AIM OF THE TASK
Below are records. Copy every line with "target" in it.
##### ENTRIES SUPPLIED
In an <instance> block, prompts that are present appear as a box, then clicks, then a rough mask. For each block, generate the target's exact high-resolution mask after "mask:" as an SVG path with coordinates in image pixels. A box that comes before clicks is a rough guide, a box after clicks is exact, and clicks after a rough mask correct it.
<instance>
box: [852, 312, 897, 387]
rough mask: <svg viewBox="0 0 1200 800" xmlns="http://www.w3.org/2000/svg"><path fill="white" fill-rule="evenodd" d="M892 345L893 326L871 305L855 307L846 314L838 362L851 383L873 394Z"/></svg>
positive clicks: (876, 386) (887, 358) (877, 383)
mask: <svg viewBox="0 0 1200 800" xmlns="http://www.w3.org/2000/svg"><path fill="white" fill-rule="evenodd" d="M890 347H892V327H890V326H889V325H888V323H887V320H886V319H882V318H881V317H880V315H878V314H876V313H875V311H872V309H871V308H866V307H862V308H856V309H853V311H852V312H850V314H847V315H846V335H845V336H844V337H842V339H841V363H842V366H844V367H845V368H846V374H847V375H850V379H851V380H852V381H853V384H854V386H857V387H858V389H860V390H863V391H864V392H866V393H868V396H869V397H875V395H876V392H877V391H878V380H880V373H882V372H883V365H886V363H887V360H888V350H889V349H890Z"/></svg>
##########
##### ENTRIES SUPPLIED
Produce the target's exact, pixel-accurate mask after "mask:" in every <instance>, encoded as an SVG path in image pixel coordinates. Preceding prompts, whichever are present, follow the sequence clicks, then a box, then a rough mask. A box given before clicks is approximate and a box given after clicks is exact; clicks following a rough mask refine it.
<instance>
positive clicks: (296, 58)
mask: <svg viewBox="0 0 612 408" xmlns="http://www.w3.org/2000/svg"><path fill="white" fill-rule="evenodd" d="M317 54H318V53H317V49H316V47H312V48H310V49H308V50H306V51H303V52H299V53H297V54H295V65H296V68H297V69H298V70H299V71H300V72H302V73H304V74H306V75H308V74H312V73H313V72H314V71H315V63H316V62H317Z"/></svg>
##########
REPLY TO THE EXERCISE
In an <instance> block, prompts that are present appear as a box, then clicks, then a rough mask. For each block, generate the target's exact high-resolution mask after "mask:" as an SVG path with coordinates in image pixels. A box that comes before clicks is a rough guide, a box after clicks is exact, and clicks after a rough mask correct it.
Produce the target's exact, pixel-accurate mask after "mask:" in every <instance>, encoded as an SVG path in image pixel coordinates. Preceding prompts, whichever are present, follow the sequence clicks, then a box, then a rough mask. A box given before clicks is approximate and a box given after clicks is exact; clicks following a rough mask refine it.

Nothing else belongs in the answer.